PROBLEM TO SOLVE »
In the rows below, from the line containing "task | locate a point on every instance of the statue" through the end of the rows, replace "stone base" with "stone pedestal" and give back only that stretch, otherwise unchanged. Leave the pictures out of your answer.

-- RECORDS SUPPLIED start --

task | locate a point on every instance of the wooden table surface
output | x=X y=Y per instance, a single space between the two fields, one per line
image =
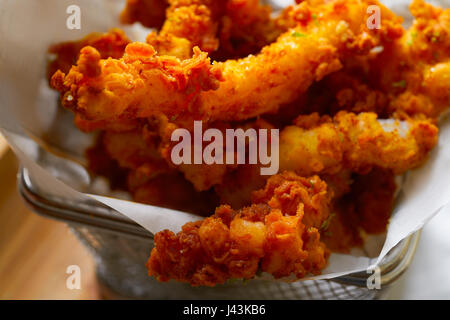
x=34 y=251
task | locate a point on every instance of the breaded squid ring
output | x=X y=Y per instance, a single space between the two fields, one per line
x=251 y=86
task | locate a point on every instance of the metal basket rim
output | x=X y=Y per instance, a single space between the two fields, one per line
x=95 y=215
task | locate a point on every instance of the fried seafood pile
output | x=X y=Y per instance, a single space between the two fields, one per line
x=355 y=107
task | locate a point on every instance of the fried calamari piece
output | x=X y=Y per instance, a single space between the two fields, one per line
x=111 y=89
x=110 y=45
x=150 y=13
x=354 y=142
x=237 y=244
x=366 y=209
x=246 y=28
x=413 y=70
x=255 y=85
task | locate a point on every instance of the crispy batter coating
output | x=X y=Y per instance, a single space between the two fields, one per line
x=96 y=90
x=355 y=142
x=324 y=145
x=366 y=209
x=250 y=86
x=236 y=244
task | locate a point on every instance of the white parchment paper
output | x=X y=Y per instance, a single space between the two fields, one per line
x=29 y=111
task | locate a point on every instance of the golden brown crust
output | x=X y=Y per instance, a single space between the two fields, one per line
x=236 y=244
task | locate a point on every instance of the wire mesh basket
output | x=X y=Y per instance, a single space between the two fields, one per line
x=121 y=249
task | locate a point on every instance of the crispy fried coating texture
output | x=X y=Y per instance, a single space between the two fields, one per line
x=366 y=209
x=251 y=86
x=413 y=70
x=323 y=145
x=98 y=89
x=110 y=45
x=354 y=142
x=236 y=244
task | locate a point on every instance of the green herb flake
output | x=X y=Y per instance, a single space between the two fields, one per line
x=399 y=84
x=298 y=34
x=314 y=16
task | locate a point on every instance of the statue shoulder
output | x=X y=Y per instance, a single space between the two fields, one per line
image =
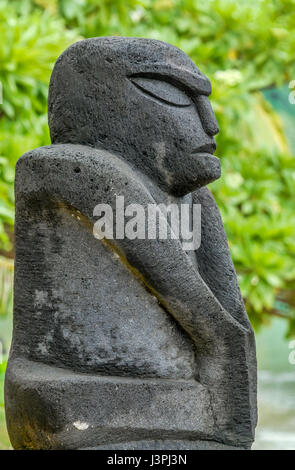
x=64 y=170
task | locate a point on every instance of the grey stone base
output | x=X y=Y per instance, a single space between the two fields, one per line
x=54 y=408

-- RECORDS SUPPLIED end --

COMPLETE OUTPUT »
task | locate a point on every instance of the statue shoulder
output | x=X y=Y per instance, a single space between the two fields, one per line
image =
x=64 y=170
task | locate a point on every instance of the grey stone pedestal
output | x=X y=Y per instance, a single space between the two fields, one per line
x=54 y=408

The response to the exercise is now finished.